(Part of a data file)
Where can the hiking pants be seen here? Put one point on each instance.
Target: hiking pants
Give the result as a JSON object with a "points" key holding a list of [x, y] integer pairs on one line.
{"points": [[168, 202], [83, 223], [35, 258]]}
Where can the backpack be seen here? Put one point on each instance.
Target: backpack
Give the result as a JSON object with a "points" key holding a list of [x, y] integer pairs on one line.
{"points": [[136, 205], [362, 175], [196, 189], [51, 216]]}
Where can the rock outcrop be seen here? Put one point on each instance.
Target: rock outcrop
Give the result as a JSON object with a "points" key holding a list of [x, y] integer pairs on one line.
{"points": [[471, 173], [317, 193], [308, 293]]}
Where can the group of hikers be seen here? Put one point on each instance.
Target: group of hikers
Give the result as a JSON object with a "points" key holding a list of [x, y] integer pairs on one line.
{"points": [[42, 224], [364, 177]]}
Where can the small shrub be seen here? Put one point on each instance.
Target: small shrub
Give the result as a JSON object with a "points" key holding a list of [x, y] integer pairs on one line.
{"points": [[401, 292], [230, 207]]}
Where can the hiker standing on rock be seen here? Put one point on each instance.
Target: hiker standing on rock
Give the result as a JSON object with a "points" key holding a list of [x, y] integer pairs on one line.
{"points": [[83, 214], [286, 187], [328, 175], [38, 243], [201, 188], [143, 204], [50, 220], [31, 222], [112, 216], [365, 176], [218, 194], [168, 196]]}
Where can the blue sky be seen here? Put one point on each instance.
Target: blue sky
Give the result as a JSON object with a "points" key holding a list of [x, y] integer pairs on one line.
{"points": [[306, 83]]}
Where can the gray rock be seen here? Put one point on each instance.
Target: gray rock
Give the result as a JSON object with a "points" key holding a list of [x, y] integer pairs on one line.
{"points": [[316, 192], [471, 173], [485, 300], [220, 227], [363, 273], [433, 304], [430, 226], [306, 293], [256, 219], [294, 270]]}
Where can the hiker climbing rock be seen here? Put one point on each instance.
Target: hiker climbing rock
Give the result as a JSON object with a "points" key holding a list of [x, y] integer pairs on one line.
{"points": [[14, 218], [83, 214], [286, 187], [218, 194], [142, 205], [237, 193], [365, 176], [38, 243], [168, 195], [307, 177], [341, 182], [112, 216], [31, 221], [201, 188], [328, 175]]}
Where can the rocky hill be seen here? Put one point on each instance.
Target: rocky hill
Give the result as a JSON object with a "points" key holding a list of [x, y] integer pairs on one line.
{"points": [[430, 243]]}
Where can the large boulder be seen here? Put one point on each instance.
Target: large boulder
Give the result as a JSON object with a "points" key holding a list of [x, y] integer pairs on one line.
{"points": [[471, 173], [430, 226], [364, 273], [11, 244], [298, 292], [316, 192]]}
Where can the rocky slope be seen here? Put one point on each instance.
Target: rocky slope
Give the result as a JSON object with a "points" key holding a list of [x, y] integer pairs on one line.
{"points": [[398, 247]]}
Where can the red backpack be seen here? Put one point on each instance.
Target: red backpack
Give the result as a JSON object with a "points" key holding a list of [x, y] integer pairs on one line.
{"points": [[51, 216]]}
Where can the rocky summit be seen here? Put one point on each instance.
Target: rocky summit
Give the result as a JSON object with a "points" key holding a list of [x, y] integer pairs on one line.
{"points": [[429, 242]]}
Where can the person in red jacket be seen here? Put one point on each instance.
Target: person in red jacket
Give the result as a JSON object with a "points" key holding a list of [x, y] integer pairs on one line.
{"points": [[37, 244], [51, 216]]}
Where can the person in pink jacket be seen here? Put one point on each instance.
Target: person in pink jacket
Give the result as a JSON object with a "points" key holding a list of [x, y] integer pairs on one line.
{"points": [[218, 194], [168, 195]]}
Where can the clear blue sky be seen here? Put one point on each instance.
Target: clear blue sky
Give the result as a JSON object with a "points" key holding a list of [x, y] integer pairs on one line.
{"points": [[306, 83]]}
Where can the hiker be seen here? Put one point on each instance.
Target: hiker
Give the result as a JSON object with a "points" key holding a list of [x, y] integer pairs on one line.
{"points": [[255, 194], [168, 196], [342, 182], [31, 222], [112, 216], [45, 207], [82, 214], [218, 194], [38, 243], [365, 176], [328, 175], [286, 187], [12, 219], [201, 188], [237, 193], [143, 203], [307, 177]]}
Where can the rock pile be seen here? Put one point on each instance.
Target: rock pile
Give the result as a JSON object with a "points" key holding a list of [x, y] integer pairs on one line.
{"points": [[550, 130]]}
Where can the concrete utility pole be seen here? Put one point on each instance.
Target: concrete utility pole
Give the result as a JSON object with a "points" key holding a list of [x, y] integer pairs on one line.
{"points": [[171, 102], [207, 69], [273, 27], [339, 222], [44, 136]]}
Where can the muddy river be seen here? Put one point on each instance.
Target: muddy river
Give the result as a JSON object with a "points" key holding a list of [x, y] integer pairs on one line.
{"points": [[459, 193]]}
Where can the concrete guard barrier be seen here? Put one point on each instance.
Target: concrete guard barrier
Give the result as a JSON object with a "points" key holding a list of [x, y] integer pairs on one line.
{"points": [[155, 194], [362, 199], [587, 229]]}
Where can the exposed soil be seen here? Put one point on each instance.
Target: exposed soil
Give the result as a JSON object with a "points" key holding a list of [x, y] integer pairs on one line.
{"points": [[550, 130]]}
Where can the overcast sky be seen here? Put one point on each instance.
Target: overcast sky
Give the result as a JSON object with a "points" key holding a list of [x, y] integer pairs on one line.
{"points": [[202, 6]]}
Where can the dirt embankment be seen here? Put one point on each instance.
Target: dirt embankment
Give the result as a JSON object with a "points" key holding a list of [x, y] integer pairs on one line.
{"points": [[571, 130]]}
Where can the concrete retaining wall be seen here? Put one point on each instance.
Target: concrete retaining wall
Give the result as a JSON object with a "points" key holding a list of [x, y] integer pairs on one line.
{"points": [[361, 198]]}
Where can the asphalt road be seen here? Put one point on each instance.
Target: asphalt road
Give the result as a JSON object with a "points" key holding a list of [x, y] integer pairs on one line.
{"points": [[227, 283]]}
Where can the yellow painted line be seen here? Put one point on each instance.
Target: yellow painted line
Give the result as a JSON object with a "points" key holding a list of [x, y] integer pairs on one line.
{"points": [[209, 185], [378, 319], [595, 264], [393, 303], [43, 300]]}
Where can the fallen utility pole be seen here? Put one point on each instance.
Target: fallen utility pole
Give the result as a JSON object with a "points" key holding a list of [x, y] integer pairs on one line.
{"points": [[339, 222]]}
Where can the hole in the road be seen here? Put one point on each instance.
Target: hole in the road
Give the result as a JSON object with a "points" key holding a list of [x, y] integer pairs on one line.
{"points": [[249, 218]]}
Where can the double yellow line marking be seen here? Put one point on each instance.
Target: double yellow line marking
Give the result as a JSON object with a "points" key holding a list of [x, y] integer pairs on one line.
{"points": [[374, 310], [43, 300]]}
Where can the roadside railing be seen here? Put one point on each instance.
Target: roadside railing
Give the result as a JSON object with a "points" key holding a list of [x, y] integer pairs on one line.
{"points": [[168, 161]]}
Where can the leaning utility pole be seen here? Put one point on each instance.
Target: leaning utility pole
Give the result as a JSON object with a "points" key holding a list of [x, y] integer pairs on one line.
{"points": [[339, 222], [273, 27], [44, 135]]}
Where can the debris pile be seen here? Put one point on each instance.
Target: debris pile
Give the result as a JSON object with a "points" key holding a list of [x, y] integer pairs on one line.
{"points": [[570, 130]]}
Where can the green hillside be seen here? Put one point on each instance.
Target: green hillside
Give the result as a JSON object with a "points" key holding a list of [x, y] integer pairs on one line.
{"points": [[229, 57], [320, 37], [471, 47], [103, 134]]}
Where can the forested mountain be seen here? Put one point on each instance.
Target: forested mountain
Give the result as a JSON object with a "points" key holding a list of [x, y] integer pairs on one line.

▶ _Directive_: Arrange everything from the line containing "Where can the roadside" down to the last line above as a numbered list, skipping any blank lines.

▶ _Answer below_:
1. Where can the roadside railing be seen here? Put one point on each instance.
2. Target: roadside railing
3. Give the result as a JSON object with a "points" key holding a list of [x, y] integer pairs on one line.
4. {"points": [[168, 161]]}
5. Where can the leaning utility pole be seen here? Put one point on each instance.
6. Target: leaning utility pole
7. Give the result as a JSON object with a "points" key holding a list of [x, y] integer pairs on one line.
8. {"points": [[339, 222], [273, 27], [44, 135]]}
9. Where can the debris pile be seen here? Put one point on each instance.
10. Target: debris pile
11. Give the result as a JSON object with a "points" key holding a list of [x, y] integer pairs on one line.
12. {"points": [[570, 130]]}
13. Where can the green hillside be seen here? Put one point on each instance.
14. Target: green hillside
15. Give the result as a JSON object with a "points" key holding a list of [x, y] integer pairs on one line.
16. {"points": [[229, 57], [320, 37], [471, 47], [103, 134]]}
17. Where can the forested mountain be seen here? Put one point on each instance.
18. Target: forested mountain
19. Give the result as a JSON object with a "points" key holding a list of [x, y] integer pairs on one line.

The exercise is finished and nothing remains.